Write out every line of the entries below word for word, leaving the pictures out.

Detection examples

* * * * * * *

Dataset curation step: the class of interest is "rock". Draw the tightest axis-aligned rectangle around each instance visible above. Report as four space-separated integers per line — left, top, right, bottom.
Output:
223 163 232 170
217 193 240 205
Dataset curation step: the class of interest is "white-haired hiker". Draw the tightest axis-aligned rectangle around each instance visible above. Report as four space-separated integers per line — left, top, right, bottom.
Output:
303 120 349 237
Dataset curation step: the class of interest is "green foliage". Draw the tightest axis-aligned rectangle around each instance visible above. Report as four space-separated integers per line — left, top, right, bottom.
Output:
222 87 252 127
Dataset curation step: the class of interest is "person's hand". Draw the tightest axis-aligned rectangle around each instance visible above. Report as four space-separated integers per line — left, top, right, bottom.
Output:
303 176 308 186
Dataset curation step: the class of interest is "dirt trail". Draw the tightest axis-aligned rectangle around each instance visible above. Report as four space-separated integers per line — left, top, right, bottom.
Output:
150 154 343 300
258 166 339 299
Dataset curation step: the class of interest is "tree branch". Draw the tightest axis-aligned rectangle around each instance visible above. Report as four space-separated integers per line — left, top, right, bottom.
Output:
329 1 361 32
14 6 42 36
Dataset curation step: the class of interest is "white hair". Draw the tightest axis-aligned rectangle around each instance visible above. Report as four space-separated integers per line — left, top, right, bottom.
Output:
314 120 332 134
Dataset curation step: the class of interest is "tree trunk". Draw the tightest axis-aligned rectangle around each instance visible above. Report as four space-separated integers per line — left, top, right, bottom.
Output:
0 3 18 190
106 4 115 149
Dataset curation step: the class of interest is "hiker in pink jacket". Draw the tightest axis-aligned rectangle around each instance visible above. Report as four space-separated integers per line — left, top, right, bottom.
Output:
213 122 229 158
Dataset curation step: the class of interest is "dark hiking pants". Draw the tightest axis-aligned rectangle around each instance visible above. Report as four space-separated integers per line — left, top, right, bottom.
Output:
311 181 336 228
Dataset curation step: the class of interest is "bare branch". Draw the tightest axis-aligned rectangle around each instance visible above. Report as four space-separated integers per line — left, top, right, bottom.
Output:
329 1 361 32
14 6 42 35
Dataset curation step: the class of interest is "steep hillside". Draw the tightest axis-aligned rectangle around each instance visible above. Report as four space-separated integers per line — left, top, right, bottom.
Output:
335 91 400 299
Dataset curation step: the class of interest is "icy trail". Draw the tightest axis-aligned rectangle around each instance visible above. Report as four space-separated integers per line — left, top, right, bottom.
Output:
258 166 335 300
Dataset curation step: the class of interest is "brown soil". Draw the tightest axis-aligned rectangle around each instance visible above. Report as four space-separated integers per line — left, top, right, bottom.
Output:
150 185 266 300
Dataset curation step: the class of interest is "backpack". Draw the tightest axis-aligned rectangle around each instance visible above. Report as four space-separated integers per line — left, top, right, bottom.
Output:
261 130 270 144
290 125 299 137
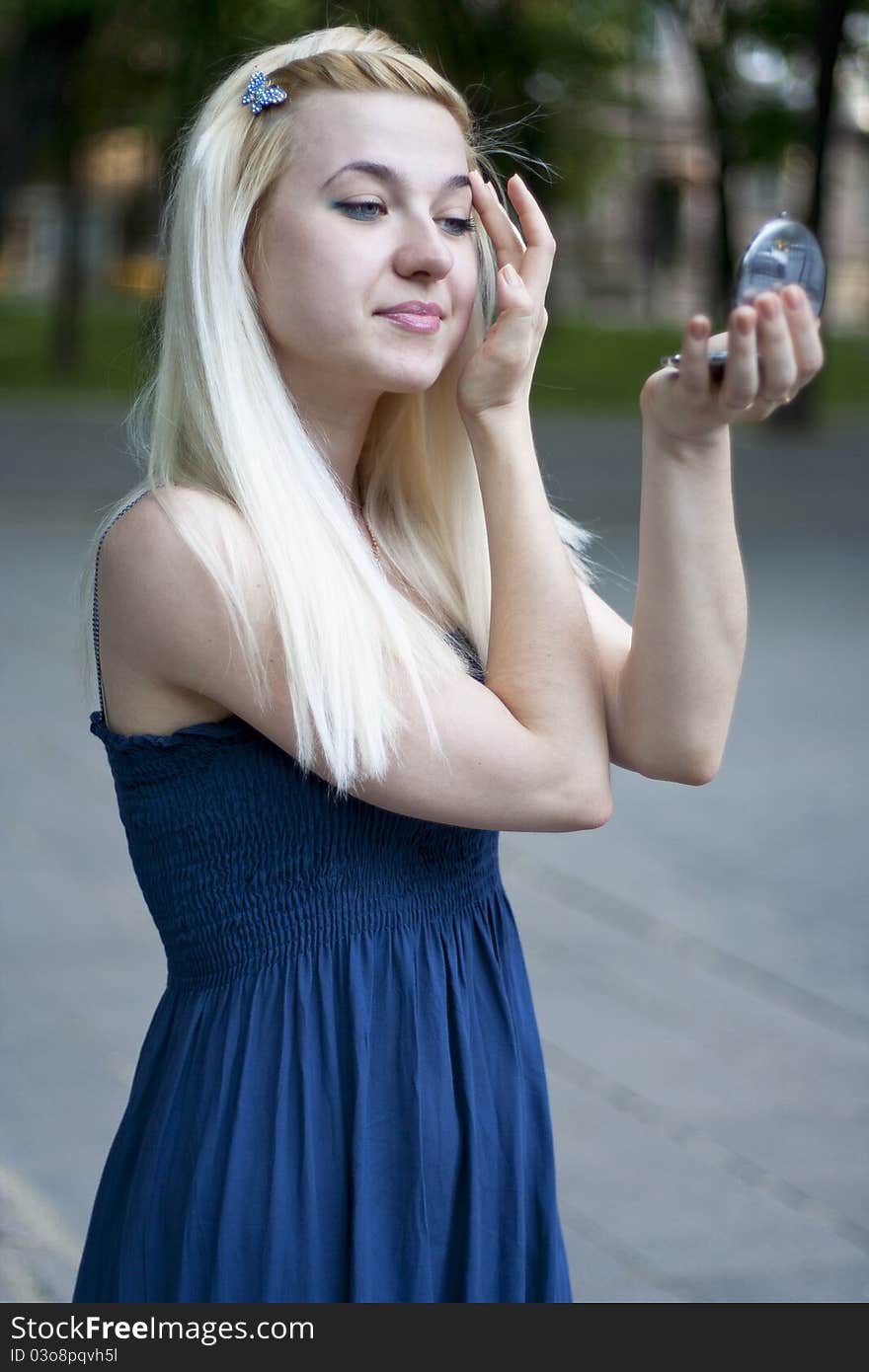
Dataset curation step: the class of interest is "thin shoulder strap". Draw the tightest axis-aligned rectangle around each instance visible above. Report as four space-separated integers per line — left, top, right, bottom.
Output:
94 492 148 719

* * * * * * *

● **Solution to the exercise**:
Dataset curation step: the class of interest is "rock". Draw the tightest axis-aligned rectangle around each instance visible above. Report as four space-separated integers per line — left, top, right, bottom.
Output:
223 163 232 170
217 193 240 205
Dataset curation step: the class of interest is "white-haired hiker". Draw the tightest axis-aligned rectangle around each instance visible above. Report as four space-separated integers per line — left, top, right, bottom.
Output:
303 120 349 237
Dataset curation step: the class of interest is "green foliage". Draw the tightest axis-aligned rectangle around each instance visible above. Report as four space-separated integers per line — left, top, right, bottom.
Output:
222 87 252 127
Dataset curation step: the class of interest is "person's hand". Draw the tightest axis-aligned rectangle around each instance visible above. Report as four space-separated integers per line — left, top, right, bottom.
Output:
303 176 308 186
Dataset curation step: the class of interest is "dirt trail". Draw the tightest axis-aligned rectangle around each instance visible above. Report as four space-separated integers per line — left, top, right, bottom.
Output:
150 154 343 300
258 166 339 299
Dataset curation step: the class of interest is "tree branch". Draw the tightest axis-aligned rectangle around each instance visible above. Report as four space-separated integers per line — left, top, right, bottom.
Output:
329 1 361 32
14 6 42 36
Dataset curation step: the class of interest is "white hair". Draw the tightest axis-aligned rectangle around each instance visible above. Report as four space-separated integers per line — left, top, right, bottom.
Output:
314 120 332 134
Dataset curation step: the class of interest is "tree trunk". Draw the tightest axis-aligned rectangle around each instance visible above. Report as four space-separated integers per line — left, top, right, bottom.
Output:
0 3 18 190
106 4 115 149
Dataset curation step: the class of interest is "hiker in pink jacket". Draw the tightest axis-aligned rectangle around each instance visible above. Report as four space-separated integers per line — left, top, right, bottom.
Output:
213 122 229 158
Dataset curation step: the class of interest is "dark hiking pants". Draw the tightest axis-aligned rectangle around each instance visible above. Report as four space-separated integers per line — left, top, right, bottom.
Output:
311 181 336 228
Dataset curation step: the class of interest is "bare branch". Draw the tightest axis-aligned rectangle around each instance visible above. Report as four space-separated integers per line — left, top, right, bottom.
Output:
329 1 361 32
14 6 42 35
Dataset curation step: the class of interest is "steep hillside". Draw the tightest axis-aligned rectangle around each instance visible above. Report as four space-separated integers per line — left, top, right, bottom.
Output:
335 91 400 299
Dataset curation step: the class of interest is "icy trail". Draw the tightest axis-aligned rectangle around each instance visible above. Report as four space-separated integers per line — left, top, right, bottom.
Output:
258 166 335 300
Dataset curation step: the class of interest is "brown soil". Draw the tightest axis-aligned rectangle around each instance visible above. Report as four space-separated integers per line — left, top, right, bottom.
Output:
150 185 266 300
Dataset curation step: the class of interest is "backpack". Draw the tightest axis-aligned rectangle around each instance visible above. Report as four space-separated integers per line — left, top, right, bottom.
Output:
261 130 270 144
290 125 299 137
Dataset curation step: the class of interest is "thin shoulder strap". Draw the tightest axis-aligned rectangle around each instance visible above. Report as four space-separated integers per line — left, top, right, bottom.
Output:
94 492 148 719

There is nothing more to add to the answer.